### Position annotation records
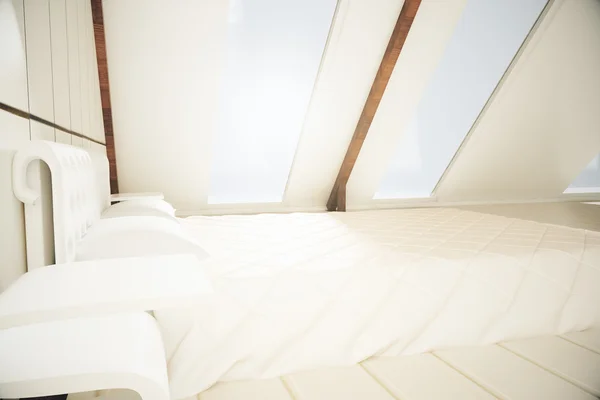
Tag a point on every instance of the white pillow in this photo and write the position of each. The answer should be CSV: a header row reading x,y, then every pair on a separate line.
x,y
134,237
142,207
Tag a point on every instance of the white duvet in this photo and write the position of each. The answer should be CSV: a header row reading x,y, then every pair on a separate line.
x,y
300,291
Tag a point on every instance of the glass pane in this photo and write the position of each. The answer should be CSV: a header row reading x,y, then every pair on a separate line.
x,y
486,39
588,181
274,49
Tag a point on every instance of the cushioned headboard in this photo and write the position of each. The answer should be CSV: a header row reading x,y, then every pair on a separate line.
x,y
80,192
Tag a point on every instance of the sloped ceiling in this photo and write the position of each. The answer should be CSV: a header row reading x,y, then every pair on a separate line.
x,y
543,125
539,130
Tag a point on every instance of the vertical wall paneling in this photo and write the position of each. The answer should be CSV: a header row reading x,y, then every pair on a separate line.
x,y
60,62
13,68
39,58
73,53
83,68
40,131
63,137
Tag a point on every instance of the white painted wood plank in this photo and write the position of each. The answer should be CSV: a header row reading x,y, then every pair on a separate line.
x,y
508,376
74,73
83,67
76,141
590,339
40,131
13,68
267,389
423,377
346,383
39,58
63,137
567,360
60,63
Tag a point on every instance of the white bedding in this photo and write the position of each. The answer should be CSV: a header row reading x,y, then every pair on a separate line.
x,y
300,291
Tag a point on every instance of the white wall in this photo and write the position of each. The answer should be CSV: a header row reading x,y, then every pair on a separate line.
x,y
164,58
543,126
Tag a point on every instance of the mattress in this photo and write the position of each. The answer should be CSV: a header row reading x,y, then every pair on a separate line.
x,y
302,291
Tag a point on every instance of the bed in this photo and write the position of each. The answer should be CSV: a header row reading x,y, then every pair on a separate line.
x,y
301,291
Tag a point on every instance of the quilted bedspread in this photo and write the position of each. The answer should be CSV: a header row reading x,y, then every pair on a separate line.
x,y
300,291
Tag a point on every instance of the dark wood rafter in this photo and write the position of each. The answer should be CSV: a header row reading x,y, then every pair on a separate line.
x,y
27,115
337,198
98,19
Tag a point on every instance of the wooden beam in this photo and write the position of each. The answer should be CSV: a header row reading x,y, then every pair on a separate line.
x,y
98,20
337,198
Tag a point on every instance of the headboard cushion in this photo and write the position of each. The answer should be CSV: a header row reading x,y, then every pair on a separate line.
x,y
79,191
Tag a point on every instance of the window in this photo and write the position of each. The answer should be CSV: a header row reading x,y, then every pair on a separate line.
x,y
274,50
588,181
485,41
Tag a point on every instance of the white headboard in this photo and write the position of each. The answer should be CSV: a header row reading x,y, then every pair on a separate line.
x,y
80,192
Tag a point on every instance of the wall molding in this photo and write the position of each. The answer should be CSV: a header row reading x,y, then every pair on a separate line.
x,y
32,117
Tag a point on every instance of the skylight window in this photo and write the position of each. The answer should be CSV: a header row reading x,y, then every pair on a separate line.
x,y
483,44
274,50
588,181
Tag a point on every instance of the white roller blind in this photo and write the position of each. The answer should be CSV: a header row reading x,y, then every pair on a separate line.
x,y
588,181
274,49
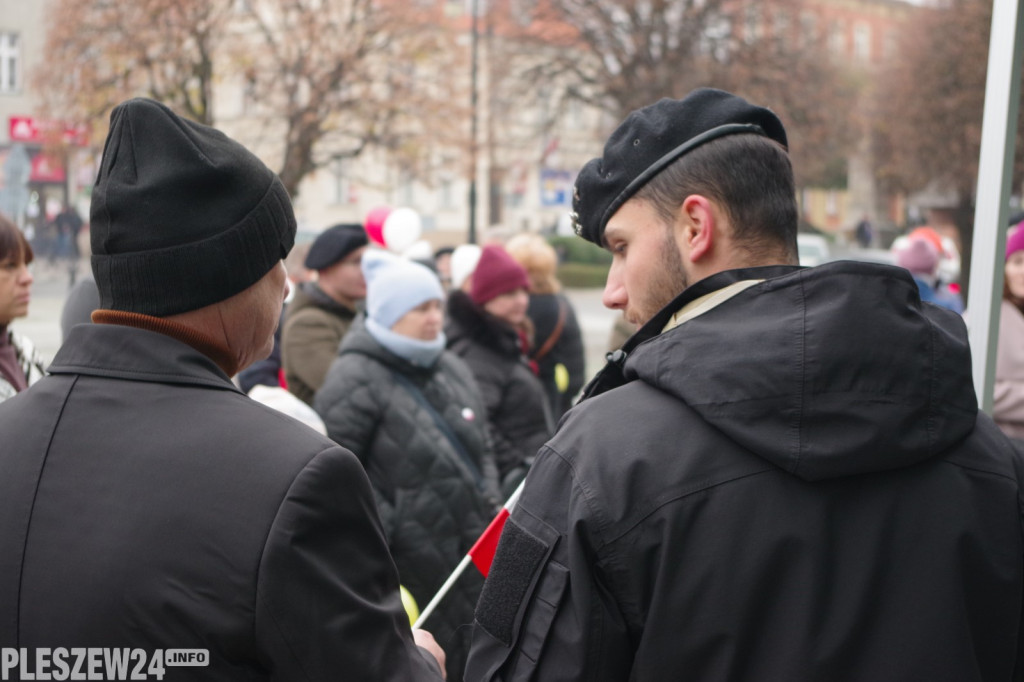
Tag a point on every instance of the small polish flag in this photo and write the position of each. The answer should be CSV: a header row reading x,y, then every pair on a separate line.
x,y
481,554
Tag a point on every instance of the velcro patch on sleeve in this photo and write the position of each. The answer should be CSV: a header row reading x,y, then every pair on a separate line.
x,y
517,561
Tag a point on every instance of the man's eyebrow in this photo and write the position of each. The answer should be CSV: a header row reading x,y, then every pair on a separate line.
x,y
613,231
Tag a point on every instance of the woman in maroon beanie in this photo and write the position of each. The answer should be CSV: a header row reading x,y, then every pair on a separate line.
x,y
20,366
488,329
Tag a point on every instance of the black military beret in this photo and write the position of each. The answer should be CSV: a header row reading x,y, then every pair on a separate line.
x,y
652,137
334,244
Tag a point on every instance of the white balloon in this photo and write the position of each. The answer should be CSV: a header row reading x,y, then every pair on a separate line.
x,y
420,250
401,228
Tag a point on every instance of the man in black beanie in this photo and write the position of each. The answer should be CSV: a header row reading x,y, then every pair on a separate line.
x,y
320,314
146,504
782,475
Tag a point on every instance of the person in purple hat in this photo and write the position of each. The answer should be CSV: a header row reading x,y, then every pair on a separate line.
x,y
489,330
781,475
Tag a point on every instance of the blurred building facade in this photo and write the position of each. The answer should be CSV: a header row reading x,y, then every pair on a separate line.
x,y
523,159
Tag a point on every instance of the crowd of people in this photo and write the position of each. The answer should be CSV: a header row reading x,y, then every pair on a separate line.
x,y
781,473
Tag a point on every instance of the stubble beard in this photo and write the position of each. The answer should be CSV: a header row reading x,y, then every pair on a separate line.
x,y
668,281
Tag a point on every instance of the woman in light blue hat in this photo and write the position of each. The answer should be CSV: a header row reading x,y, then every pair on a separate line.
x,y
412,413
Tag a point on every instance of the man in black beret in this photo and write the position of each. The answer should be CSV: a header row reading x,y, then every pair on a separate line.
x,y
145,503
782,475
320,314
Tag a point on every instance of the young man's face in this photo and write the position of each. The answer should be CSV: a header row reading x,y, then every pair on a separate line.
x,y
646,267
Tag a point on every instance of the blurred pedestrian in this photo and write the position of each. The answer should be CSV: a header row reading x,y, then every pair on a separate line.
x,y
464,260
487,329
782,475
412,413
921,258
322,311
146,503
1008,405
863,232
20,365
557,346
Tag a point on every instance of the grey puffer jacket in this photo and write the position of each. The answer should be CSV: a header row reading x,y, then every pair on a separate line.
x,y
432,503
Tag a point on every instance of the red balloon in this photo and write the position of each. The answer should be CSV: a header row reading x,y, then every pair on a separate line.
x,y
374,223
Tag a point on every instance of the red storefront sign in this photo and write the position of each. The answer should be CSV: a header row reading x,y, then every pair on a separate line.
x,y
47,169
28,129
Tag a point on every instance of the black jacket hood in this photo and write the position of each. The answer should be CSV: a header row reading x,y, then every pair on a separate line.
x,y
825,372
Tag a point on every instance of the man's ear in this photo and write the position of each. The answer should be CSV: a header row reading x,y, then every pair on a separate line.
x,y
698,228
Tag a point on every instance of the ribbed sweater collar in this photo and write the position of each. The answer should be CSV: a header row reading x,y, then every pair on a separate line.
x,y
218,353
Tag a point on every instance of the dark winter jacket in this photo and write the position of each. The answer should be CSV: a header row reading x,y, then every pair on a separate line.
x,y
565,350
433,500
310,334
169,510
517,408
794,483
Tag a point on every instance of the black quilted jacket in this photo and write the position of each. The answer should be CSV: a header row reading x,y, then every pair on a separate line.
x,y
432,503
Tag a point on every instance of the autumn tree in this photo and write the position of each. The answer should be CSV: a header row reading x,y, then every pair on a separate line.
x,y
317,80
619,55
930,108
100,52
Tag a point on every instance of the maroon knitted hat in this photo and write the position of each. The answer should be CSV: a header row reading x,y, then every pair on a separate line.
x,y
496,273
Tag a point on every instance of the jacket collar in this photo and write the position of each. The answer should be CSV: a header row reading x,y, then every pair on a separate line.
x,y
611,376
136,354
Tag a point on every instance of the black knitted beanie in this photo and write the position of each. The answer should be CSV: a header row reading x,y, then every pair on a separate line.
x,y
181,215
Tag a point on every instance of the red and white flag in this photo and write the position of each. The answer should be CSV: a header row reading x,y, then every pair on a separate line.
x,y
481,554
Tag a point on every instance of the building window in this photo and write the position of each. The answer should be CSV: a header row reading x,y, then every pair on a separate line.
x,y
10,62
341,181
862,41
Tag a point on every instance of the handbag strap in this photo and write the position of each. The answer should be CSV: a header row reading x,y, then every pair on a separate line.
x,y
442,426
556,333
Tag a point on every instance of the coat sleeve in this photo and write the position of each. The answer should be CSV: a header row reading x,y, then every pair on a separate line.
x,y
548,610
328,605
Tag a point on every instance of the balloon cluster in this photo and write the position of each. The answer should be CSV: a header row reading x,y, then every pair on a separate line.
x,y
396,229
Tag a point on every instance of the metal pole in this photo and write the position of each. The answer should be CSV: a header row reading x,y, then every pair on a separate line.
x,y
994,173
474,39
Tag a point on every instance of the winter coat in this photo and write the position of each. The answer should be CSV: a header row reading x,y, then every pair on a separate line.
x,y
433,500
28,358
1008,405
313,327
517,407
566,349
793,483
169,510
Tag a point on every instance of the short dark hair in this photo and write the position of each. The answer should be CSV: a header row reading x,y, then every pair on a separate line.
x,y
750,176
12,243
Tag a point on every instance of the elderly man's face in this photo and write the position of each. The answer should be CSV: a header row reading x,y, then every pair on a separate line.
x,y
646,269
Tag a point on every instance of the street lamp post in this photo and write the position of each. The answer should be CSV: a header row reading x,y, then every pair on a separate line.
x,y
474,39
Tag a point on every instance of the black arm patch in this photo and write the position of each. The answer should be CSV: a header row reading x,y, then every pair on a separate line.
x,y
517,561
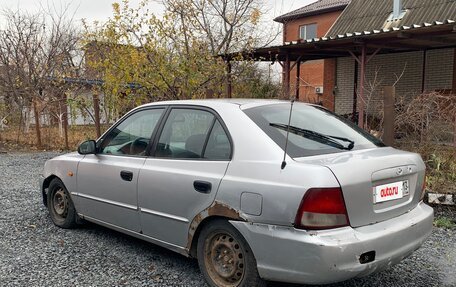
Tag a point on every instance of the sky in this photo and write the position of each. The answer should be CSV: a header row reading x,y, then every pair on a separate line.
x,y
100,10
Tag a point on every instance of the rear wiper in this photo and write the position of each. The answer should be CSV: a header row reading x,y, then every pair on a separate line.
x,y
315,136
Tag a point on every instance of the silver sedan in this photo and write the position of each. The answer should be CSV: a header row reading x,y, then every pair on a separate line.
x,y
256,190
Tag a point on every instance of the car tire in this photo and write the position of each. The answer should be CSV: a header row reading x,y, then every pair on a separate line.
x,y
225,258
60,205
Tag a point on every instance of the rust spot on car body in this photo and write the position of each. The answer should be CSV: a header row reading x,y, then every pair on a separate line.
x,y
216,209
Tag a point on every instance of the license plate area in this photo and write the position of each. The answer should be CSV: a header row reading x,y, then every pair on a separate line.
x,y
391,191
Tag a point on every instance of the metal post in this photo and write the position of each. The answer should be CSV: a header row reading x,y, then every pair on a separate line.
x,y
229,84
298,78
286,78
96,111
389,115
65,120
361,87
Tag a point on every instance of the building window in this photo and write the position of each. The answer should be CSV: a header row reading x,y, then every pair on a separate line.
x,y
308,31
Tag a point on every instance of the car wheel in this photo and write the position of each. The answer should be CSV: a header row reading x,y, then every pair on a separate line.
x,y
225,258
60,205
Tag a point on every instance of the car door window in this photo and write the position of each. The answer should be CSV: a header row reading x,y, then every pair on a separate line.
x,y
218,146
184,134
132,135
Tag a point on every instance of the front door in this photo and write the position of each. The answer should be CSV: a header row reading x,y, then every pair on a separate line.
x,y
181,178
107,181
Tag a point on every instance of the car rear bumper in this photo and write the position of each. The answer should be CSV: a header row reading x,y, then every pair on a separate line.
x,y
318,257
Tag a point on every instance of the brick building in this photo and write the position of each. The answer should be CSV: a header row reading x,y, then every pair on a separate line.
x,y
408,43
316,78
423,70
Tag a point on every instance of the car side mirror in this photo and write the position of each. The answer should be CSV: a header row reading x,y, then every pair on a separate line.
x,y
88,147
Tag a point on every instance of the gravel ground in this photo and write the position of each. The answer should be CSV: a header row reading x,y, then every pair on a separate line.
x,y
33,252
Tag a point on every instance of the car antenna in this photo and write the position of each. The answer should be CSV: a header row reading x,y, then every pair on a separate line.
x,y
284,163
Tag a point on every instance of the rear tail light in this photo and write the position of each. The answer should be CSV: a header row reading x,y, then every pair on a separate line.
x,y
322,208
423,188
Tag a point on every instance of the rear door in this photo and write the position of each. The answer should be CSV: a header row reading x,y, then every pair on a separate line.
x,y
182,177
107,181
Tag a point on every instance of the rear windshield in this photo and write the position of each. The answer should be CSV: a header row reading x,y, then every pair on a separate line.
x,y
313,129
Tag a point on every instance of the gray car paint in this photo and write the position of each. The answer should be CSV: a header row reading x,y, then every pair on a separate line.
x,y
255,169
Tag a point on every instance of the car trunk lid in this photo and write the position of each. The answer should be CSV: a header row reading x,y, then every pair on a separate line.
x,y
377,184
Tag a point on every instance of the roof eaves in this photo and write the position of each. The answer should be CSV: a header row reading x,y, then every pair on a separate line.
x,y
288,16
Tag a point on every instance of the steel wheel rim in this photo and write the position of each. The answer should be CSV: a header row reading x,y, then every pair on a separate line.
x,y
60,202
224,259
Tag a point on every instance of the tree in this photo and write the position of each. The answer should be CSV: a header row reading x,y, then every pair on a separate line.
x,y
172,57
34,50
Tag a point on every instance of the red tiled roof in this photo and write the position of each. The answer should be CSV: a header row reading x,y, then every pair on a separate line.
x,y
321,6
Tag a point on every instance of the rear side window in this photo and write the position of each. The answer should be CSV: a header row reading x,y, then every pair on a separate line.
x,y
132,135
314,130
218,146
193,134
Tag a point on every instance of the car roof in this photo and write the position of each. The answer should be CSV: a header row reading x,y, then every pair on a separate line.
x,y
242,103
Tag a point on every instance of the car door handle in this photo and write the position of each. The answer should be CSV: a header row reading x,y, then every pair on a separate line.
x,y
126,175
202,186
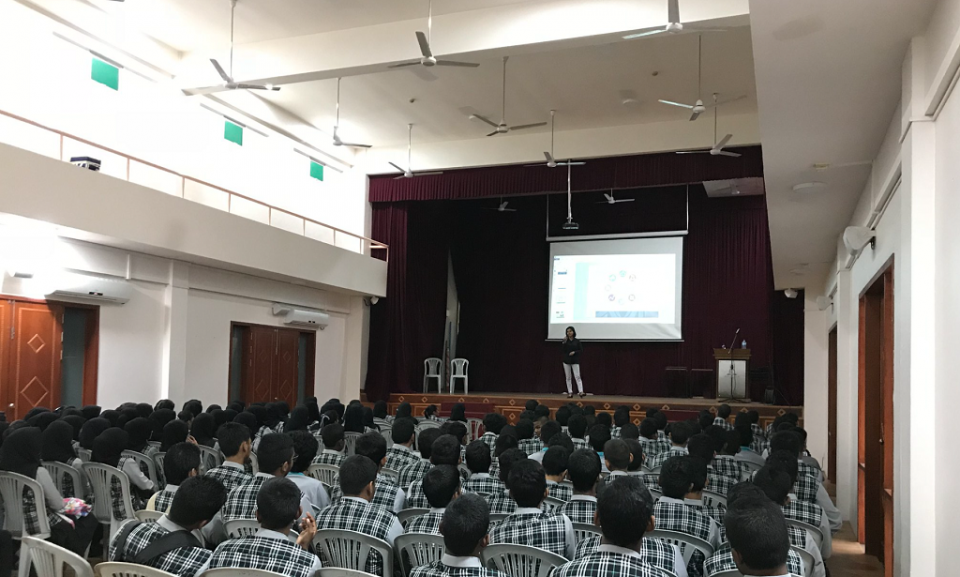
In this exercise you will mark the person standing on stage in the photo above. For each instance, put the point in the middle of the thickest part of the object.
(571, 361)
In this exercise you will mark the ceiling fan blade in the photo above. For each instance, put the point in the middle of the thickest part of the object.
(680, 104)
(220, 71)
(455, 63)
(525, 126)
(424, 45)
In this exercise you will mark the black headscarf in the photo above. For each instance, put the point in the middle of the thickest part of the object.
(57, 443)
(174, 432)
(21, 452)
(139, 430)
(109, 445)
(91, 430)
(202, 429)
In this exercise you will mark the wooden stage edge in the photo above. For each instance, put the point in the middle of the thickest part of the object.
(512, 404)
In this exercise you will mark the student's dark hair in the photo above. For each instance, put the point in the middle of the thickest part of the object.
(305, 447)
(179, 460)
(624, 509)
(230, 436)
(332, 435)
(577, 426)
(278, 503)
(465, 524)
(599, 435)
(356, 472)
(478, 457)
(555, 460)
(198, 499)
(527, 483)
(507, 460)
(440, 484)
(583, 468)
(617, 453)
(757, 530)
(445, 451)
(548, 430)
(494, 423)
(275, 449)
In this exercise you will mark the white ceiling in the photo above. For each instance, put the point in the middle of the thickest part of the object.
(828, 83)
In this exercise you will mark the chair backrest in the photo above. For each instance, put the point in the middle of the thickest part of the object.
(115, 569)
(687, 543)
(140, 458)
(459, 367)
(327, 474)
(101, 477)
(520, 560)
(48, 559)
(60, 472)
(350, 549)
(416, 549)
(12, 486)
(241, 528)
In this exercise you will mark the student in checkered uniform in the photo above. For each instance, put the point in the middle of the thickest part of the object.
(445, 452)
(441, 485)
(195, 504)
(273, 548)
(480, 481)
(682, 478)
(624, 514)
(236, 446)
(583, 468)
(680, 432)
(181, 462)
(464, 531)
(401, 454)
(528, 525)
(355, 512)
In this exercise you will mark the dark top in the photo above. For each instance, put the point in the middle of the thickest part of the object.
(573, 346)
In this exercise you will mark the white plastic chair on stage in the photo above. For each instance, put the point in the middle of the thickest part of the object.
(433, 369)
(458, 370)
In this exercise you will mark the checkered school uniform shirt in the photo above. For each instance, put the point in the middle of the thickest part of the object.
(609, 562)
(184, 562)
(657, 553)
(362, 517)
(268, 551)
(534, 528)
(399, 456)
(675, 515)
(230, 475)
(482, 484)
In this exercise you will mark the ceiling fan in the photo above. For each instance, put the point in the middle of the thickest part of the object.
(428, 59)
(408, 173)
(503, 128)
(717, 149)
(674, 26)
(228, 82)
(612, 200)
(336, 138)
(551, 161)
(699, 108)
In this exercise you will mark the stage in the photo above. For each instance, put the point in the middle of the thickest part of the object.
(511, 405)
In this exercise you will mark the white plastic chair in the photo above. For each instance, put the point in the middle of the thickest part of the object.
(520, 560)
(458, 370)
(116, 569)
(433, 369)
(48, 559)
(12, 486)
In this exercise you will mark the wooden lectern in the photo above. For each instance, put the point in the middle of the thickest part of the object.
(732, 367)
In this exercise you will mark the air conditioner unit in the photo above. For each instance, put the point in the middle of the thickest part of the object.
(91, 289)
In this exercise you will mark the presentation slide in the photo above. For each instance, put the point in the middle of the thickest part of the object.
(617, 290)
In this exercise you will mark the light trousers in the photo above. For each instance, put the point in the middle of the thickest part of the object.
(574, 371)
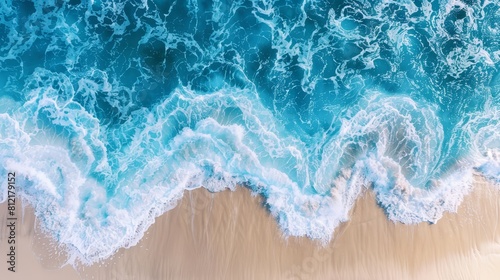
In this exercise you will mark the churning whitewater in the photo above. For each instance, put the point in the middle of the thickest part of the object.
(111, 110)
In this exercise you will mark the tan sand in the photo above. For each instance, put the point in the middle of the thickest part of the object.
(231, 236)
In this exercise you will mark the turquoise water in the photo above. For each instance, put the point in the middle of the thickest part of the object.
(110, 110)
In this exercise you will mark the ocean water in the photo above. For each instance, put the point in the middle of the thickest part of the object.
(111, 110)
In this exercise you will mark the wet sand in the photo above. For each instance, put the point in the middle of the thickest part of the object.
(229, 235)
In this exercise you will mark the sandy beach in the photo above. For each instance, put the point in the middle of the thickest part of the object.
(229, 235)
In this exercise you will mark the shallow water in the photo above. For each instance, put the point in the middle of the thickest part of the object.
(110, 110)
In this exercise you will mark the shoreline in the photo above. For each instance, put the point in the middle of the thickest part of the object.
(229, 235)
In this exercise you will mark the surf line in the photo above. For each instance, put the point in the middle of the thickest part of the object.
(11, 221)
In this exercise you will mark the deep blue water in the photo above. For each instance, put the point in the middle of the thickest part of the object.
(110, 110)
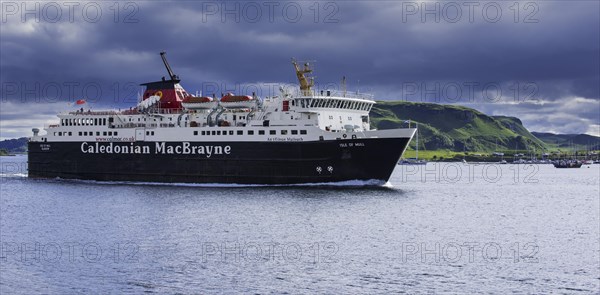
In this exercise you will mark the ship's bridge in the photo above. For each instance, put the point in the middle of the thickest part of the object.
(335, 110)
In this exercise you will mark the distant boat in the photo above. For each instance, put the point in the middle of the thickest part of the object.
(412, 161)
(568, 164)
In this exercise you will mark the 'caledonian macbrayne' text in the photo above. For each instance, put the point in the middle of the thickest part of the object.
(184, 148)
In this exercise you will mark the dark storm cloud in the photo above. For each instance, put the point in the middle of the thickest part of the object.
(382, 44)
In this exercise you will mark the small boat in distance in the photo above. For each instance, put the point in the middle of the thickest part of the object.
(568, 164)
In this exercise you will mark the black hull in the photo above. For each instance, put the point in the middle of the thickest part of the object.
(246, 162)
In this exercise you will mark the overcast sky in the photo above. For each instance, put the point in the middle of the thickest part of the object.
(539, 61)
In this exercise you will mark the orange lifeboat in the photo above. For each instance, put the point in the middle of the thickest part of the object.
(230, 101)
(199, 103)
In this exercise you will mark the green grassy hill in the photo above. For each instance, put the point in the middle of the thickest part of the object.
(456, 128)
(569, 141)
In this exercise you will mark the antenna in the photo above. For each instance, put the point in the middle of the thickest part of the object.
(164, 58)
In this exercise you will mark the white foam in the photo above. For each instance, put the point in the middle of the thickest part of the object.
(15, 175)
(348, 183)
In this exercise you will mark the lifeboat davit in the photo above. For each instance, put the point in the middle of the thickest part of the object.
(230, 101)
(199, 103)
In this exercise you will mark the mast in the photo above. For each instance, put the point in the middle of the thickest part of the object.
(305, 84)
(417, 139)
(171, 74)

### INSTRUCTION
Rewrite everything from the line containing "In this exercise you will mark the lifeboat" down to the end of the rows, replacing "thickest part" with "widest part" and keeping all else the same.

### OUTPUT OF THE TASK
In this exercise you will mark the lifeboat davit in the photo above. For each instance, put the point in the middle of the widest part of the object.
(230, 101)
(199, 103)
In this exercise you will mark the mast in the photo above. For each instance, put the point in the middle of the widest part of the object.
(305, 84)
(417, 139)
(171, 74)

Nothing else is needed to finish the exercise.